• Selected passage:
***

PLAN No. 266. BOSSING OTHER PEOPLE’S GARDENS, OR GARDEN MANAGEMENT

A suburban resident who knew all about gardens and gardening, yet realized the utter ignorance of the average suburbanite regarding the planting and care of gardens, the prevention and extermination of insect pests, and a lot of other things necessary to know, decided one spring that he would not raise a garden that year, but would make a good living by taking care of other people’s gardens, not doing the work himself, but taking general supervision of it and telling the owners just how it should be done, if they wished to make a success of gardening.

Most of the people in that suburb wanted to raise gardens, but didn’t know how to do it themselves, so they were glad enough to secure the services of this expert at so much for the season, and do as he told them.

***

• Problem description: Copy the passage about the garden-management plan, starting with "A suburban resident" and going on through "he told them.". The records play no part in this work.

(Stored data entries)

***

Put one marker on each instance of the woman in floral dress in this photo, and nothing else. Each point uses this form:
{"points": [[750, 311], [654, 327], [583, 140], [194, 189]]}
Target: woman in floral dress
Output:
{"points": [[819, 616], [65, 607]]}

***

• Answer box:
A suburban resident who knew all about gardens and gardening, yet realized the utter ignorance of the average suburbanite regarding the planting and care of gardens, the prevention and extermination of insect pests, and a lot of other things necessary to know, decided one spring that he would not raise a garden that year, but would make a good living by taking care of other people’s gardens, not doing the work himself, but taking general supervision of it and telling the owners just how it should be done, if they wished to make a success of gardening.

Most of the people in that suburb wanted to raise gardens, but didn’t know how to do it themselves, so they were glad enough to secure the services of this expert at so much for the season, and do as he told them.